### Task to complete
Transcribe all records exactly.

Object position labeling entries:
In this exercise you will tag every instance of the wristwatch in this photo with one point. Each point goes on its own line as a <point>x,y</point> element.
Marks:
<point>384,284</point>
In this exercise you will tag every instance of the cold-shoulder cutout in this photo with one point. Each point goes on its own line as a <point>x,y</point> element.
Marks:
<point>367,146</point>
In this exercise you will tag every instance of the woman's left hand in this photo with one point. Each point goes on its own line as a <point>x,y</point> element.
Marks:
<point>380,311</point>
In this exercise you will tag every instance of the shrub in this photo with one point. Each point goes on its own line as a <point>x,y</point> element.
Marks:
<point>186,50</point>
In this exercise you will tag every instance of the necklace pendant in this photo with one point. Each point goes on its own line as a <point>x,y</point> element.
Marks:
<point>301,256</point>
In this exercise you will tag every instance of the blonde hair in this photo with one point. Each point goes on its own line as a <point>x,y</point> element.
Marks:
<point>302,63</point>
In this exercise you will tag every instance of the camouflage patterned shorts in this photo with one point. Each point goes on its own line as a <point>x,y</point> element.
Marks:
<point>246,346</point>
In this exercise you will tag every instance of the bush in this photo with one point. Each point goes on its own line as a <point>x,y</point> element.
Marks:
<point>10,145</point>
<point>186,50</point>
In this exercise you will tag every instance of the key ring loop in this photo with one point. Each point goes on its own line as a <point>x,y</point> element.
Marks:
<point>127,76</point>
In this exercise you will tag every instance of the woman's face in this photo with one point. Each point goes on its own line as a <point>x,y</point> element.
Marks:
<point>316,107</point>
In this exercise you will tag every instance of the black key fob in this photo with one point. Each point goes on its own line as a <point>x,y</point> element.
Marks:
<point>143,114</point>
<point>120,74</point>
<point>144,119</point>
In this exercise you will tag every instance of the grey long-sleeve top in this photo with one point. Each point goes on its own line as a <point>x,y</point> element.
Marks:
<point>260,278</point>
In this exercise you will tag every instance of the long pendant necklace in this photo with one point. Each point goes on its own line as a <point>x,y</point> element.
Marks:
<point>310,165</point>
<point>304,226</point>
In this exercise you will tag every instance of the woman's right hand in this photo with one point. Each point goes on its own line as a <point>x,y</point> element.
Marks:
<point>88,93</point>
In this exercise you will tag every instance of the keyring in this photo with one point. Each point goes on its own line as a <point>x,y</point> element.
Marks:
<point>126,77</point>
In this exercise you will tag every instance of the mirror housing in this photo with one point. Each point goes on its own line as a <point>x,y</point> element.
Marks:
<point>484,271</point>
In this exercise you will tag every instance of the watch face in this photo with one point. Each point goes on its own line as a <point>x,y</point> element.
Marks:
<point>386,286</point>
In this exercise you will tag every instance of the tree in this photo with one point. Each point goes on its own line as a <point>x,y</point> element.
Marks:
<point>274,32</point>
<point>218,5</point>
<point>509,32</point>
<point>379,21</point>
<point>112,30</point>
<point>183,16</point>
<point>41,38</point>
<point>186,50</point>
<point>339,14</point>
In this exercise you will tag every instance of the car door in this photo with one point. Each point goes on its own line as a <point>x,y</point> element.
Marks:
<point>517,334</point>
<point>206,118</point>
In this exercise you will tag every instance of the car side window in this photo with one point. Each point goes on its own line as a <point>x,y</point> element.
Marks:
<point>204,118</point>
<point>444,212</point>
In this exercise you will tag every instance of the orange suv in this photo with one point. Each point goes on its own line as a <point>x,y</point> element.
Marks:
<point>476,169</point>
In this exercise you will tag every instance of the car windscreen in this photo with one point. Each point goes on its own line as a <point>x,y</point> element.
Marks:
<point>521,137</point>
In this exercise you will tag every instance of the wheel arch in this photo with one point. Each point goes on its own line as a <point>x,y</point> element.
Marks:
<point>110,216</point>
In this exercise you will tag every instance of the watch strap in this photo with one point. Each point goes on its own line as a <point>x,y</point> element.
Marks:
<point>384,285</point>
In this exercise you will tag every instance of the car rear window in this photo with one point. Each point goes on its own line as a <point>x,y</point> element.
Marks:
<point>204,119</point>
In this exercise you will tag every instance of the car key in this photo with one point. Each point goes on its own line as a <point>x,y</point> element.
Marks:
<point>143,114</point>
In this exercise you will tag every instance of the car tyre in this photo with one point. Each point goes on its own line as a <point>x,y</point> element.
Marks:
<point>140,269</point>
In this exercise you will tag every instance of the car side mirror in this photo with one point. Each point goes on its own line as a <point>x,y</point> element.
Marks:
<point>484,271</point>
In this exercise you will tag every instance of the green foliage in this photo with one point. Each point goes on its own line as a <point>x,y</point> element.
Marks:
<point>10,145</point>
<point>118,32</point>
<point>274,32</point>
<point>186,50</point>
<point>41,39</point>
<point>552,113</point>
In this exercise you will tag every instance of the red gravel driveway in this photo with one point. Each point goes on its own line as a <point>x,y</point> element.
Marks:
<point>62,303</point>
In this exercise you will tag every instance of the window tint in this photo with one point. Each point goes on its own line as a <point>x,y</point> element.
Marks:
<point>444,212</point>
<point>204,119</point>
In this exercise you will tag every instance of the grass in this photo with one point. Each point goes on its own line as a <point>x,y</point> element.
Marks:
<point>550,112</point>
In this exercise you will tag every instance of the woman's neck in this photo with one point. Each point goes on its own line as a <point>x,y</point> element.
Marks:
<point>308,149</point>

### Task output
In this exercise you will tag every instance of the wristwatch in this photo with one point. Each point goes on its own line as a <point>x,y</point> element.
Marks:
<point>384,284</point>
In this exercise you will tag every instance of the cold-shoulder cutout in this photo with one point. Each point goes on its own line as a <point>x,y</point> element.
Marks:
<point>367,146</point>
In this exercise you will tag every instance of the woman's left hand in this photo with one point. Each point goes on its own line as a <point>x,y</point> element.
Marks:
<point>380,311</point>
In this exercise you will tag every instance of the shrub in this photo with one point. Each point goes on its own line as a <point>x,y</point> element.
Marks:
<point>186,50</point>
In this exercise you will tag every instance of the necklace pendant in this photo with one point. Each point goes on its own line as a <point>x,y</point> element.
Marks:
<point>301,256</point>
In this exercise you will tag every instance of the blonde hair in this photo with one point. Each point goes on its own line as a <point>x,y</point> element.
Marks:
<point>302,63</point>
In this exercise you will tag every instance of the camouflage patterned shorts in this photo with one point. Each point goes on its own line as a <point>x,y</point> element.
Marks:
<point>246,346</point>
In this exercise you will tag every instance of the bush in this photo with one point. Each point goes on its own line as a <point>x,y</point> element.
Marks:
<point>10,145</point>
<point>186,50</point>
In this exercise you will tag every instance of the key ring loop in this photo with one point. Each point goes on its own line as a <point>x,y</point> element.
Marks:
<point>127,76</point>
In this exercise you will tag every instance of the woman's face in this photo with one point. Each point goes on its own line as a <point>x,y</point> element.
Marks:
<point>316,107</point>
In this exercise you will tag every instance of the black key fob in this photo with one point. Each point goes on its own line as a <point>x,y</point> element.
Marks:
<point>143,114</point>
<point>120,74</point>
<point>144,119</point>
In this exercise you will tag every instance of the grey long-sleeve top in this photo with one point. Each point goes on its own line as a <point>x,y</point> element.
Marks:
<point>260,278</point>
In this exercise you will tag every instance of the long pendant necklace in this photo with one point. Each point goes on its own line as a <point>x,y</point> element.
Marks:
<point>310,165</point>
<point>304,226</point>
In this exercise you will tag every instance of the woman's right hand in this photo with one point. Each point goes on its own line as a <point>x,y</point> element.
Marks:
<point>88,93</point>
In this exercise you will tag every instance of the keyring in this photo with one point. Each point goes on its own line as a <point>x,y</point> element.
Marks:
<point>126,77</point>
In this exercise you will tag every instance of the mirror housing in this photo with one point. Each point goes on its own line as a <point>x,y</point> element.
Marks:
<point>484,271</point>
In this exercise you will tag every instance of the watch face in this photo with one point. Each point goes on its own line as a <point>x,y</point> element.
Marks:
<point>386,286</point>
In this exercise you will tag every instance of the tree in this photo with one point. Each point goes on its own line as a <point>x,y</point> element.
Marks:
<point>274,32</point>
<point>218,5</point>
<point>509,32</point>
<point>379,21</point>
<point>112,30</point>
<point>183,16</point>
<point>41,38</point>
<point>186,50</point>
<point>339,14</point>
In this exercise you will tag every instance of the car door in this photo with one point. Each point goes on its own line as a <point>x,y</point> element.
Marks:
<point>517,334</point>
<point>206,118</point>
In this exercise you will tag every instance of the car side window in this photo with one point. Each point goes on its own line as a <point>x,y</point> element.
Marks:
<point>204,118</point>
<point>444,212</point>
In this exercise you will tag every instance of the orange suv in this photo with one point. Each point goes on its own line as a <point>x,y</point> element.
Marks:
<point>476,169</point>
In this exercise you will tag every instance of the car windscreen in this photo with one point. Each point goes on its own line as a <point>x,y</point> element.
Marks:
<point>521,137</point>
In this exercise you will tag every instance of the wheel arch in this photo with one point. Each point goes on its own line as a <point>x,y</point> element.
Marks:
<point>110,216</point>
In this exercise you will tag every instance of the watch strap in this photo with one point. Each point goes on its own line as a <point>x,y</point> element.
Marks:
<point>384,285</point>
In this exercise you will tag every instance of the car rear window in this photo with one point. Each point goes on its own line as a <point>x,y</point> element.
Marks:
<point>204,119</point>
In this exercise you will tag every instance of the car key in this photo with one point. Each point goes on its own line as a <point>x,y</point> element.
Marks:
<point>143,114</point>
In this exercise you will tag every instance of the car tyre in this photo with one point. Each point goes on its own line as a <point>x,y</point> element.
Marks:
<point>140,269</point>
In this exercise you will tag every instance of the car side mirror in this photo with one point. Each point goes on its own line as a <point>x,y</point> element.
Marks:
<point>484,271</point>
In this exercise you will tag every instance of the green foliage in this photo with one point. Each point goes on its own line as a <point>x,y</point> element.
Marks:
<point>10,145</point>
<point>118,32</point>
<point>274,32</point>
<point>186,50</point>
<point>41,39</point>
<point>552,113</point>
In this exercise you will tag every instance of the red gravel driveway in this photo with one point. Each point goes on its own line as a <point>x,y</point> element.
Marks:
<point>62,303</point>
In this exercise you will tag every instance of the window tint in this photo with one point. Each point goes on its own line as a <point>x,y</point> element.
Marks:
<point>444,212</point>
<point>204,119</point>
In this exercise you will tag every instance of the grass in this photo with one point. Each point goes on its own line as a <point>x,y</point> element.
Marks:
<point>550,112</point>
In this exercise you will tag every instance of the woman's neck in this photo with one point. Each point goes on its own line as a <point>x,y</point> element.
Marks:
<point>308,149</point>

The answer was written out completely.